##### Source data #####

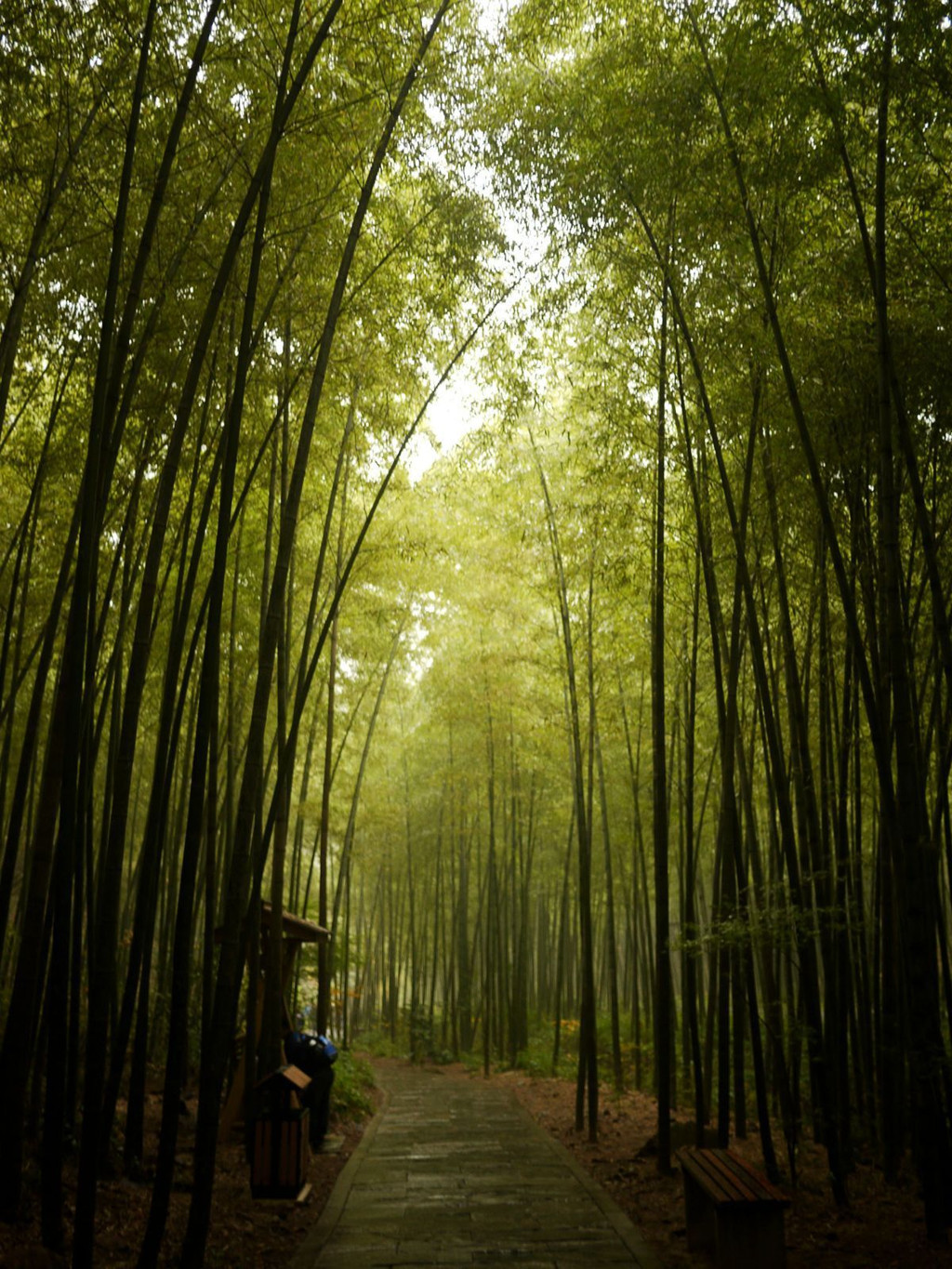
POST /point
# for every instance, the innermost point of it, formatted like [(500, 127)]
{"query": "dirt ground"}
[(245, 1234), (881, 1230)]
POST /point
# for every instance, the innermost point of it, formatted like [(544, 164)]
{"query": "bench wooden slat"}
[(729, 1179)]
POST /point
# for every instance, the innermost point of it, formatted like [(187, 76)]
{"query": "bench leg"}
[(750, 1237), (699, 1216)]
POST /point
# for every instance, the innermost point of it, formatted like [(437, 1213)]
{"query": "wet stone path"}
[(455, 1171)]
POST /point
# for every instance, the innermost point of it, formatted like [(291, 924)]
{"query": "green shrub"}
[(353, 1083)]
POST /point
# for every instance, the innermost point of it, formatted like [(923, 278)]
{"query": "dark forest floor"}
[(881, 1230), (245, 1234)]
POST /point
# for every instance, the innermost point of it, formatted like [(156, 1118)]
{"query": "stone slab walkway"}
[(455, 1171)]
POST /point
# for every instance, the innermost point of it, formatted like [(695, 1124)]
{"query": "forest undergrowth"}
[(245, 1234), (881, 1229)]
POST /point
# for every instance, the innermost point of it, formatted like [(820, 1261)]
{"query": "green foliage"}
[(353, 1084)]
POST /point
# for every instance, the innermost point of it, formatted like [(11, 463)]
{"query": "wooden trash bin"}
[(280, 1150)]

#####

Exactly the lines from the one containing "like [(695, 1124)]" through the end of the entries above must be output, and no others.

# for every instance, the innermost point of it, formatted like [(695, 1124)]
{"query": "forest undergrowth"}
[(245, 1234), (881, 1229)]
POST /point
# for every instance, the innermost point of it, formatted like [(820, 1261)]
{"query": "green foliage"}
[(353, 1084)]
POST /point
# for every instance, the innermost point of it, formatted like [(11, 463)]
{"query": "wooden trash bin"}
[(280, 1150)]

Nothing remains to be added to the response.